§ Information shown:
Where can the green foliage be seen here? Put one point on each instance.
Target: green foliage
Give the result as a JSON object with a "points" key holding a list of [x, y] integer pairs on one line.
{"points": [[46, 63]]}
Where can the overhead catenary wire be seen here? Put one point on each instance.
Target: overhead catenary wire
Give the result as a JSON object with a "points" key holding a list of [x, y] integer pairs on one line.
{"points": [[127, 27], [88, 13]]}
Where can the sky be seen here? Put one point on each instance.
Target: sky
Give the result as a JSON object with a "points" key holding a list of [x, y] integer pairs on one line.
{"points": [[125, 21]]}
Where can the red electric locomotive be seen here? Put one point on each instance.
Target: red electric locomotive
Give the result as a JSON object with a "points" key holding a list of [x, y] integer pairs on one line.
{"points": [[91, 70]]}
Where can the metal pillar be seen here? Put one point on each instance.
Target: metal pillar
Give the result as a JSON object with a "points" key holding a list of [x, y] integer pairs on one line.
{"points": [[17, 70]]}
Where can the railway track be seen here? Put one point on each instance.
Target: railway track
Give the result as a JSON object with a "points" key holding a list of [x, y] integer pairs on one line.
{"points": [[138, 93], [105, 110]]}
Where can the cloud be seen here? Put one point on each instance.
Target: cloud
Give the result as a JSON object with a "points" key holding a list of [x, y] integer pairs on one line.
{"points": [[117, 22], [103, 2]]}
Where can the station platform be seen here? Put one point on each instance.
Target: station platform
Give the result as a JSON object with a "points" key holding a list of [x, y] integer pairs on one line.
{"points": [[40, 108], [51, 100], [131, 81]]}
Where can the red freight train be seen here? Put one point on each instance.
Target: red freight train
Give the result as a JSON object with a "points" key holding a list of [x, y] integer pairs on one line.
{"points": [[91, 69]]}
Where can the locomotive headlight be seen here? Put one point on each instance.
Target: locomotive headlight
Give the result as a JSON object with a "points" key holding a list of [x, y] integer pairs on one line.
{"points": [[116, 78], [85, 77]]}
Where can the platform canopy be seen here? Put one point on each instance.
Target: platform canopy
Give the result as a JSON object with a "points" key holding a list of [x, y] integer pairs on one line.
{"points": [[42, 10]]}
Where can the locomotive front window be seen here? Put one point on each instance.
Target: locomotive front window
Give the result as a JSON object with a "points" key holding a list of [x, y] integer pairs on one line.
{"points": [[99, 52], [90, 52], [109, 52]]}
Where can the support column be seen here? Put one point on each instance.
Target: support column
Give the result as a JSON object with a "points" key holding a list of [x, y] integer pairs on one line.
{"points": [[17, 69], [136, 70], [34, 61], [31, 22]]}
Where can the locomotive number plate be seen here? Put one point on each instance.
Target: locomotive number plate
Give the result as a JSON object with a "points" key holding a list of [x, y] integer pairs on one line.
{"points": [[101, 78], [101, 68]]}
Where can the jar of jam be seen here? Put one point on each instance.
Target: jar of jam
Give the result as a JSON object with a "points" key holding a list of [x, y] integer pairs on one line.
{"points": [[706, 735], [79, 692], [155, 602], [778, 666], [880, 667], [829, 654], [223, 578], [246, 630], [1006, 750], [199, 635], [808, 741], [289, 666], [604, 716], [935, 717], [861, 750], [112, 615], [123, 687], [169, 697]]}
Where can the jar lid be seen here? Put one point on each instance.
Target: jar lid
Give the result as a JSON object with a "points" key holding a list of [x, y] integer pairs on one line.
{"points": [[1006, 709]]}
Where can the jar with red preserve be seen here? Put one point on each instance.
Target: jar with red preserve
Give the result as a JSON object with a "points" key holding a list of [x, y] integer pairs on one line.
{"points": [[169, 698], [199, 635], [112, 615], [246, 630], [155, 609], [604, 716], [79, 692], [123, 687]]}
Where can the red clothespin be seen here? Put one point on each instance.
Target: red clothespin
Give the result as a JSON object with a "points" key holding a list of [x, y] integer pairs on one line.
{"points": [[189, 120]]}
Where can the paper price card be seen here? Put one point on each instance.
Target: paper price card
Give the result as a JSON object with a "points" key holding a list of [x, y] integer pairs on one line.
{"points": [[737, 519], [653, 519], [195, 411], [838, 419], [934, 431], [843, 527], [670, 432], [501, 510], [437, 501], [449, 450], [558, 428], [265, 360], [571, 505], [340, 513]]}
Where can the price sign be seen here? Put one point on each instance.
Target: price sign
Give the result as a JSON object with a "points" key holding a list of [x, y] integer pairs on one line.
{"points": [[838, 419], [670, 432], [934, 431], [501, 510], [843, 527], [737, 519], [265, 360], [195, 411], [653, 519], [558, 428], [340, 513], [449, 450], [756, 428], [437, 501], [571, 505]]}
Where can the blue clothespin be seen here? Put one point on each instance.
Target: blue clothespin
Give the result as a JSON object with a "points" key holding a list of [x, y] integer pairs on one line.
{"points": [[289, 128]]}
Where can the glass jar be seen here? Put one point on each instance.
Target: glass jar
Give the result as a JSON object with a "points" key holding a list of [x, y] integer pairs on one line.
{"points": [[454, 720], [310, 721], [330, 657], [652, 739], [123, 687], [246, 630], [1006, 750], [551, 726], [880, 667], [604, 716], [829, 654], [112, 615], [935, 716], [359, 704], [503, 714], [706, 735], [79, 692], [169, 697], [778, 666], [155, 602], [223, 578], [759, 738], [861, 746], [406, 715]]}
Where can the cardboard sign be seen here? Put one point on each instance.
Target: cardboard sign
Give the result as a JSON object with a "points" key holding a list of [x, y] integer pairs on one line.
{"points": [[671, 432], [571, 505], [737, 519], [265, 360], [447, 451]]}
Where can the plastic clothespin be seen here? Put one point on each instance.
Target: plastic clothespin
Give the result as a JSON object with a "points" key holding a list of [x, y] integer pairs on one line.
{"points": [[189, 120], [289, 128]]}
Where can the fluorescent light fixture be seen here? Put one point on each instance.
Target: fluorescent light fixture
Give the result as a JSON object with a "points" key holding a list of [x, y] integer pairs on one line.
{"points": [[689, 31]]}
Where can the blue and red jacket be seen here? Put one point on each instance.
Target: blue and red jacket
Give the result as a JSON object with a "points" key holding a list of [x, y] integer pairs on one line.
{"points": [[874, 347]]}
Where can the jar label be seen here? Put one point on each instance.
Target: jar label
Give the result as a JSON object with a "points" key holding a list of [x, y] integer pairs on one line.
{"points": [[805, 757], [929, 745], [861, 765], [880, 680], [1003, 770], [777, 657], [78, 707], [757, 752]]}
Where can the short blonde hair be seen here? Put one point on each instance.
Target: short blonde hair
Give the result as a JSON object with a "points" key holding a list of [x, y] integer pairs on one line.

§ Work to be completed:
Output the listing above word for word.

§ Correct answer:
Where can the green foliage be seen here? Put one point on each instance.
Target: green foliage
Give the result as a JSON object with a "points" key holding a list of [x, y] integer pairs on one line.
{"points": [[46, 63]]}
Where can the overhead catenary wire be seen here? Put one point on each instance.
Target: overhead catenary wire
Give the result as a JSON object with a "points" key holding a list of [x, y] integer pairs on one line.
{"points": [[127, 27], [88, 13]]}
Where can the sky be seen here? Put one point on each instance.
Target: sky
Give the result as a JSON object with a "points" key holding a list of [x, y] integer pairs on one line.
{"points": [[125, 21]]}
Where can the red electric locomotive be seen here? Put one point on each instance.
Target: red electric locomotive
Give the result as a JSON object with a "points" key holding a list of [x, y] integer pairs on one line.
{"points": [[91, 70]]}
Where can the metal pillar be seen here? Put one point on each instance.
Target: metal pillar
Give the result as a JSON object with a "points" key holding a list of [x, y] integer pairs on one line.
{"points": [[17, 70]]}
Where can the railway track be seen here? Put one point on each instance.
Target: railway track
Give the result as a JSON object with a "points" key holding a list of [x, y] integer pairs on one line.
{"points": [[138, 93], [105, 110]]}
Where can the cloud be seen here? Put one point on each instance.
Target: cloud
Give the result as a JSON object with a "points" key holding a list of [x, y] integer pairs on one line.
{"points": [[117, 22], [103, 2]]}
Where can the station platform be seen here? Put one point on each instance.
Target: station platform
Give the result as a JSON object with a "points" key holding a list of [x, y] integer pairs on one line.
{"points": [[40, 108], [51, 100], [131, 81]]}
Where can the red freight train be seen here? Put one point on each instance.
Target: red freight train
Give the result as a JSON object with a "points" key holding a list of [x, y] integer pairs on one line.
{"points": [[91, 69]]}
Where can the locomotive headlight be seen here? Put one point on each instance.
Target: locomotive headlight
Give the result as a JSON object with a "points" key holding a list of [x, y] integer pairs on one line.
{"points": [[116, 78], [85, 77]]}
Where can the platform canopy be seen here? Put one point on each instance.
Target: platform canopy
Give the result as a JSON object with a "points" key holding a list of [x, y] integer pairs on one line.
{"points": [[42, 10]]}
Where can the locomotive front window be seen here? Put one point on each instance.
Target: locomotive front window
Give the result as a JSON object with a "points" key holding a list of [x, y] integer pairs on one line.
{"points": [[99, 52], [90, 52], [109, 52]]}
Where can the support column be seen here? Put one point on each instance.
Target: support column
Give the result as a JSON object with a "points" key holding a list of [x, y] integer pairs on one line.
{"points": [[17, 69], [136, 70], [34, 61], [31, 22]]}
Where can the locomotive number plate be seen here? Put one point on each instance.
Target: locomotive number plate
Give the result as a JSON object with a "points" key holding a list of [x, y] integer pairs on one line.
{"points": [[101, 78], [101, 68]]}
Where can the jar of jam be seen here? Put one point on each instance.
Target: jar of jam
Give the result as a JSON object with a "points" key holding a list of [x, y] integer pairs on one line.
{"points": [[706, 735], [79, 692], [155, 602], [778, 666], [880, 667], [829, 654], [223, 578], [246, 630], [1006, 750], [199, 635], [808, 741], [289, 666], [604, 716], [935, 717], [861, 750], [112, 615], [123, 687], [169, 697]]}
Where can the jar lid be seen here? Put one point on each instance.
Target: jar lid
Give the result as a JSON object with a "points" key holding a list of [x, y] integer pairs on one line.
{"points": [[1006, 709]]}
Where can the jar with red preserve be seen here? Put one point on each instance.
Target: jar with red preserve
Give the result as a JSON object with a "points" key holding a list of [x, y] integer pairs on one line.
{"points": [[169, 698], [199, 635], [112, 615], [246, 630], [155, 609], [604, 716], [79, 692], [123, 687]]}
Where can the red clothespin be seen here? Put one point on each instance.
Target: red clothespin
Give the result as a JSON object with a "points" key holding a list of [x, y] integer pairs on one line.
{"points": [[189, 120]]}
Where can the paper price card be seen here? Put one point on each instance.
Target: paper price card
Give the result as a JSON object with a "points" key holding a list of [x, y] integer pairs on one line.
{"points": [[737, 519], [653, 519], [195, 411], [838, 419], [934, 431], [843, 527], [670, 432], [501, 510], [437, 501], [449, 450], [558, 428], [265, 360], [571, 505], [340, 513]]}
Where can the price sign be seen here? Put one point on each instance.
Target: price sign
Give the result as a JSON object with a "points" key holding a list of [x, y] integer pairs on one line.
{"points": [[838, 419], [670, 432], [934, 431], [501, 510], [843, 527], [737, 519], [265, 360], [195, 411], [653, 519], [558, 428], [340, 513], [449, 450], [756, 428], [437, 501], [571, 505]]}
Where can the blue clothespin be seen here? Put one point on each instance.
Target: blue clothespin
Give the result as a JSON object with a "points" key holding a list of [x, y] integer pairs on one line.
{"points": [[289, 128]]}
Where can the glass jar be seen here? Put one point on each instance.
Target: glass jar
Give the result as a JSON object with a "points" key holding a list of [x, y] integer pairs on one line.
{"points": [[454, 720], [310, 721], [330, 657], [652, 739], [123, 687], [246, 630], [1006, 750], [551, 726], [880, 667], [604, 716], [829, 654], [112, 615], [935, 716], [359, 704], [503, 714], [706, 735], [79, 692], [169, 697], [778, 666], [155, 602], [223, 578], [759, 738], [861, 746], [406, 715]]}
Where can the cardboard sign be seen here? Put one point on each instance.
Target: cardboard sign
Give the result as a JSON object with a "points" key holding a list of [x, y] integer pairs on one line.
{"points": [[671, 432], [571, 505], [737, 519], [265, 360], [447, 451]]}
Where can the plastic clothespin be seen here? Put one point on each instance.
Target: plastic clothespin
Give the result as a JSON object with a "points" key holding a list of [x, y] integer pairs on one line.
{"points": [[189, 120], [289, 128]]}
Where can the fluorescent light fixture be seen here? Put one point on each instance.
Target: fluorescent light fixture
Give the result as a JSON object with a "points" key holding a list of [x, y] integer pairs on one line.
{"points": [[689, 31]]}
Where can the blue and red jacket be seen here? Put one point on each instance.
Target: blue and red jacket
Give the result as a JSON object with a "points" key holding a list of [x, y] integer pairs on one line.
{"points": [[874, 347]]}
Where can the jar label be seen here? Put one point on each instance.
Target: jar label
Give the result as a JSON object with a "points" key holding a list of [x, y] integer pairs on one line.
{"points": [[805, 757], [929, 745], [861, 765], [880, 680], [1003, 770], [777, 657], [78, 707], [757, 752]]}
Where can the short blonde hair be seen here? Put one point on each instance.
Target: short blonde hair
Give the result as a JSON object with a "points" key holding a list of [x, y] integer pairs on one line.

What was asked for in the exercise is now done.